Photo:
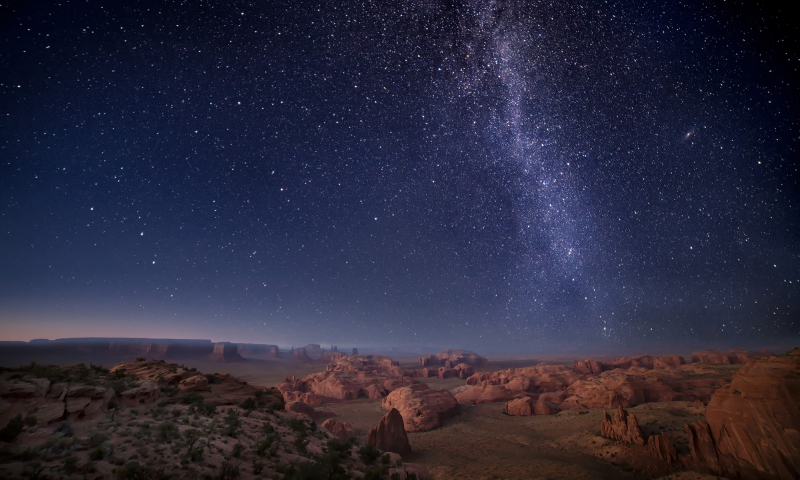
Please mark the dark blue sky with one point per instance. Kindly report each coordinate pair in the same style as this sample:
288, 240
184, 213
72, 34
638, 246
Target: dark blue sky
........
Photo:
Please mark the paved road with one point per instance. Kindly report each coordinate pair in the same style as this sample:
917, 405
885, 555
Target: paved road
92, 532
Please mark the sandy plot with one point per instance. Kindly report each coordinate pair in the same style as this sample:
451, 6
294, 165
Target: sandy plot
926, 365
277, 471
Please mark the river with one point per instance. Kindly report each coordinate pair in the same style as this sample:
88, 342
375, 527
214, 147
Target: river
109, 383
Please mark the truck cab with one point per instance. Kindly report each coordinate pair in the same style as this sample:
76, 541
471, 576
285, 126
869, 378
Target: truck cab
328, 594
........
Find each line in the rows above that contains the word "truck", and copy every one of those lines.

> [ANSWER]:
Please mark the truck cab with one point per instance. Kindly report each coordinate pair in the same style as this sample:
Target: truck cab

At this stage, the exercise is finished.